--- Given records ---

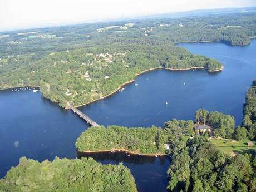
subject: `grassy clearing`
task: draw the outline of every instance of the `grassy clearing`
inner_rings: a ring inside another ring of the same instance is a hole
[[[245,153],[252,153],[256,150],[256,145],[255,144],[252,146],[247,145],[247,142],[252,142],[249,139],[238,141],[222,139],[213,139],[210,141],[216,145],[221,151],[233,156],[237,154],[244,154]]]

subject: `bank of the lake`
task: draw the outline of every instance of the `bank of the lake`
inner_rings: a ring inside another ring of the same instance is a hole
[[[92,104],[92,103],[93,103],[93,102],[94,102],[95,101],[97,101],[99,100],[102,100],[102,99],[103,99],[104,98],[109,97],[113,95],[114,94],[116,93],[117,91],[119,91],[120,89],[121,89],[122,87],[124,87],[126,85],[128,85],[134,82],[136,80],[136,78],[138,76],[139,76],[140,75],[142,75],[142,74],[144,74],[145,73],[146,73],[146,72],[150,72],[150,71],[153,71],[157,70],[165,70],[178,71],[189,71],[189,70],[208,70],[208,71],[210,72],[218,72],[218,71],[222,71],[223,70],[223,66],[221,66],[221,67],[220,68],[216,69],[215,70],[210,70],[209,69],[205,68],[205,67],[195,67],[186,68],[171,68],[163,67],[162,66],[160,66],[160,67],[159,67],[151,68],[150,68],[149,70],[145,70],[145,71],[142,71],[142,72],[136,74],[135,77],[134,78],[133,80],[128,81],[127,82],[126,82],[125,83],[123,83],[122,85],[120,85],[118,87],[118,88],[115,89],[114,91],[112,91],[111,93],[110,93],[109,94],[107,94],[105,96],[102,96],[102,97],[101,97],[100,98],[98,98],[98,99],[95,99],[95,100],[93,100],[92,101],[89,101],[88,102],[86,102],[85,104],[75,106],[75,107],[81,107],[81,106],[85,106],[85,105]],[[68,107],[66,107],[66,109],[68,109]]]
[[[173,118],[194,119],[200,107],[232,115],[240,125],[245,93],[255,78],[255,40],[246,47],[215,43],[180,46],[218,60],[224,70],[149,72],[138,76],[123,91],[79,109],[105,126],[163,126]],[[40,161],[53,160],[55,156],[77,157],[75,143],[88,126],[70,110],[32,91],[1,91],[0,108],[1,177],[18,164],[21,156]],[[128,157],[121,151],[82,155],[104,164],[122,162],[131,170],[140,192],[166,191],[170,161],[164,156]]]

---

Can you reproduce every line of the entries above, requests included, but with each polygon coordinate in the answers multiplied by 2 and rounded to a whole number, with halves rounded up? Leave the pictures out of your answer.

subject: `grassy clearing`
task: draw the outline of every instance of the `grassy clearing`
inner_rings: a ring inside another ring of the same instance is a hole
[[[490,306],[504,306],[512,300],[512,290],[510,288],[504,292],[494,290],[494,284],[504,284],[498,278],[476,282],[444,278],[426,278],[420,282],[432,290],[442,302],[466,312],[474,308],[488,308]]]

subject: `bank of the lake`
task: draw the outline of every instance of the `bank of the lake`
inner_rings: a ring inside another ring of the same instance is a hole
[[[184,208],[184,206],[186,206],[186,204],[188,204],[190,202],[194,202],[198,200],[204,200],[204,198],[206,198],[208,196],[218,194],[226,190],[228,188],[232,186],[234,182],[238,182],[240,178],[242,178],[244,174],[248,174],[252,170],[256,170],[268,164],[272,160],[272,156],[276,152],[278,152],[280,150],[284,150],[284,148],[288,148],[290,146],[292,146],[292,144],[300,144],[300,142],[306,142],[314,140],[330,140],[356,142],[378,142],[378,140],[416,140],[416,142],[420,144],[436,144],[436,142],[444,142],[446,140],[446,132],[442,132],[442,134],[440,136],[432,138],[430,140],[420,140],[418,138],[410,136],[410,134],[390,134],[372,136],[342,136],[326,134],[324,132],[320,132],[320,134],[318,134],[302,136],[300,136],[298,140],[290,140],[290,142],[284,142],[284,144],[272,148],[270,154],[268,156],[266,160],[256,162],[254,164],[252,164],[250,166],[246,166],[244,170],[240,170],[236,174],[236,176],[230,178],[228,182],[224,182],[222,186],[220,186],[218,188],[214,188],[210,192],[204,192],[204,194],[202,194],[200,196],[196,196],[196,198],[190,198],[190,200],[186,200],[184,202],[178,202],[176,204],[172,204],[170,208],[150,212],[150,214],[162,214],[162,212],[170,212],[170,210]],[[136,214],[132,214],[132,218],[136,218]]]
[[[346,236],[388,238],[400,214],[464,230],[480,250],[490,186],[510,156],[510,80],[492,94],[430,86],[360,92],[436,120],[448,140],[298,144],[276,152],[246,182],[158,218],[210,252],[326,252]],[[80,322],[106,320],[110,312],[154,314],[150,286],[176,252],[140,220],[64,182],[2,182],[0,216],[2,354],[36,328],[42,312]],[[256,314],[242,302],[164,310],[208,328],[244,324],[262,340],[280,384],[332,382],[340,322],[328,312]]]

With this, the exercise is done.